Rewrite all of the records below with every occurrence of "single point" changed to "single dot". Keep everything else the same.
━━ DATA SHOWN
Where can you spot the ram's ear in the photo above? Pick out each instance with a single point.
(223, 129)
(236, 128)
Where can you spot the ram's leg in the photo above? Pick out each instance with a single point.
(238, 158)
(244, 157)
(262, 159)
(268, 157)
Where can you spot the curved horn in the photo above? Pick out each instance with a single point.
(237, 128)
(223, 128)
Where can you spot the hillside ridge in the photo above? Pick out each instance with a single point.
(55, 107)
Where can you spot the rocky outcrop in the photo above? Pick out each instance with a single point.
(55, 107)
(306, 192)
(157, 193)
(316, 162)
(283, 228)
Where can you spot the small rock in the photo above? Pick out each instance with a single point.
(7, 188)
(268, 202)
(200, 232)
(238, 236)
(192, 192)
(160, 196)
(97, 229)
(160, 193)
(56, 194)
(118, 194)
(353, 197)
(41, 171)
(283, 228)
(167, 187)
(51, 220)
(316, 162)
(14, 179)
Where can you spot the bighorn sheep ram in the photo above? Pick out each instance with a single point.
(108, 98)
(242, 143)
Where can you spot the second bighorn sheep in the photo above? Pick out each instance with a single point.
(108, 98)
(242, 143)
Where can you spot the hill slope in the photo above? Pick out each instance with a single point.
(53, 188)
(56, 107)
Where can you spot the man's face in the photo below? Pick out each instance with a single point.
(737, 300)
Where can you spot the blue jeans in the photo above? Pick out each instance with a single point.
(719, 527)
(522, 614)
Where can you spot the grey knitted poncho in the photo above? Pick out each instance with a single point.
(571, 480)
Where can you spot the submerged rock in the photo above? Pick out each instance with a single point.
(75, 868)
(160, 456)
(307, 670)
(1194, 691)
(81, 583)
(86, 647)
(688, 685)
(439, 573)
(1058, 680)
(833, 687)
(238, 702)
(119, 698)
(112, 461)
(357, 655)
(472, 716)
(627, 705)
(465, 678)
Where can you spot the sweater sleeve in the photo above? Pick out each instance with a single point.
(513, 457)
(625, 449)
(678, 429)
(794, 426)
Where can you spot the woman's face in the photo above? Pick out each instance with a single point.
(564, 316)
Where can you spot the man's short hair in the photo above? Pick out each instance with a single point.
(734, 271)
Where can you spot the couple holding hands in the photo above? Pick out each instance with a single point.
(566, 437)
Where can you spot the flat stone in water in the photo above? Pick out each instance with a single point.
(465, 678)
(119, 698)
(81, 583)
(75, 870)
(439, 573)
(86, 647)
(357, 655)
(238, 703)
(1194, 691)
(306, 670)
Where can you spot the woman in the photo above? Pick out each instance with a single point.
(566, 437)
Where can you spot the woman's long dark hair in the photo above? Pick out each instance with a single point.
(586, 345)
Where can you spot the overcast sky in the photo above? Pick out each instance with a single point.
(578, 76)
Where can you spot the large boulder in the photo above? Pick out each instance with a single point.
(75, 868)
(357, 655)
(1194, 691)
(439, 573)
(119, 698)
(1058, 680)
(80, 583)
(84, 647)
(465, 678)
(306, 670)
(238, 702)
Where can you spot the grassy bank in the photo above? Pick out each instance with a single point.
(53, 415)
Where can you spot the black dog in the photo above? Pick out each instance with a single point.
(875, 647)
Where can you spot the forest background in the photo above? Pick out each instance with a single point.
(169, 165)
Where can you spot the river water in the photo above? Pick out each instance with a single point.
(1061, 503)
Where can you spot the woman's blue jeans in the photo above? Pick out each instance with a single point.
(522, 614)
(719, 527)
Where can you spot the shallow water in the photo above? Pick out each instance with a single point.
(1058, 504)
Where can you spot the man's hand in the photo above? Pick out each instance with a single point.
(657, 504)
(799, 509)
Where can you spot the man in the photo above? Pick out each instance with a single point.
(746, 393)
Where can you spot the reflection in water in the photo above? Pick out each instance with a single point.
━━━━
• _SOLUTION TO THE EXERCISE_
Where can you spot the ram's ear in the photo above? Pick out each instance with a single dot.
(223, 129)
(236, 128)
Where can you spot the ram's leg in the photo above? Pick out each instance with a single dot.
(238, 158)
(244, 157)
(262, 159)
(268, 157)
Where can you spot the curved horn in the photo above? Pick out each instance with a single dot.
(237, 128)
(223, 128)
Where can you spot the hillside ridge in the photo above? Pick out each instance with a single dot.
(55, 107)
Where can you spot the rocky outcrop in the photo above? Pick out each instance with a single dot.
(55, 107)
(306, 192)
(157, 193)
(316, 162)
(283, 228)
Where can you spot the small rock in the photo above? Pick out each instance with a single dot.
(7, 188)
(268, 202)
(200, 232)
(238, 236)
(192, 192)
(160, 196)
(97, 229)
(160, 193)
(56, 194)
(118, 194)
(353, 197)
(41, 171)
(283, 228)
(167, 187)
(51, 220)
(316, 162)
(14, 179)
Where can you spot the bighorn sheep ram in the photo above? Pick out each instance with a single dot.
(108, 98)
(242, 143)
Where can you spot the second bighorn sheep in the photo above? Pick out each instance with a single dot.
(108, 98)
(242, 143)
Where can you spot the hill slope in the photo above? Pick out each instance with a single dot.
(53, 188)
(56, 107)
Where can you spot the man's face in the photo below? Pick out each instance with a single dot.
(737, 300)
Where can you spot the blue jeans in the photo above? Pick out each instance with a single dot.
(719, 527)
(522, 614)
Where can you spot the grey knitted poncho in the photo above? Pick out each instance with a single dot.
(571, 480)
Where can you spot the submerged rock in the photo above? Pick out each instance with a single dot.
(75, 868)
(160, 456)
(307, 670)
(1194, 691)
(81, 583)
(86, 647)
(688, 685)
(439, 573)
(1058, 680)
(833, 687)
(238, 702)
(119, 698)
(112, 461)
(357, 655)
(472, 716)
(627, 705)
(465, 678)
Where can you spot the sweater sleeve in the photo above? Pick out each instance with a single dot.
(513, 457)
(625, 449)
(678, 429)
(794, 426)
Where can you spot the woman's face in the photo above? Pick out each instance with a single dot.
(564, 316)
Where can you spot the man's short hair in the photo above? Pick out each instance with a single dot.
(734, 271)
Where can you spot the couple holding hands in the photo above? Pick out each instance with a single dot.
(566, 437)
Where can you spot the flat stone in water in the photo above? Pick out each instance with a single dot.
(465, 678)
(119, 698)
(81, 583)
(75, 870)
(439, 573)
(86, 647)
(357, 655)
(238, 703)
(1194, 691)
(306, 670)
Where can you spot the woman in the photo above? Pick out each instance with a single dot.
(566, 437)
Where can you spot the woman's long dark hair in the photo above? Pick out each instance with a single dot.
(586, 345)
Where can you spot the overcast sky in the photo above? Pick out each instance with a single dot.
(578, 76)
Where can you spot the large boulder in the photo above? Pick out each instance with a single dot.
(75, 868)
(357, 655)
(1194, 691)
(439, 573)
(119, 698)
(1058, 680)
(80, 583)
(84, 647)
(465, 678)
(306, 670)
(238, 702)
Where can you spot the grassy bank in the photo above? Pick out each instance with a single dot.
(53, 415)
Where can you spot the black dog in the photo above? Pick out each instance with a single dot.
(875, 647)
Where can you spot the forest background in the photo above? Pick out each instance with a single dot.
(169, 165)
Where can you spot the river water in the photo above? Pick out each instance with a single dot.
(1061, 503)
Where can you spot the woman's blue jeans in the photo above? Pick out each instance with a single dot.
(522, 614)
(719, 527)
Where can you spot the shallow water in the photo above? Pick out each instance with a single dot.
(1058, 504)
Where can you spot the man's hand in the photo above? Pick out each instance with a single dot.
(657, 504)
(799, 509)
Where can you spot the man in the photo above? Pick out each instance with a single dot.
(746, 393)
Where can you spot the reflection in water in the photo above? Pick out each instance with a single dot.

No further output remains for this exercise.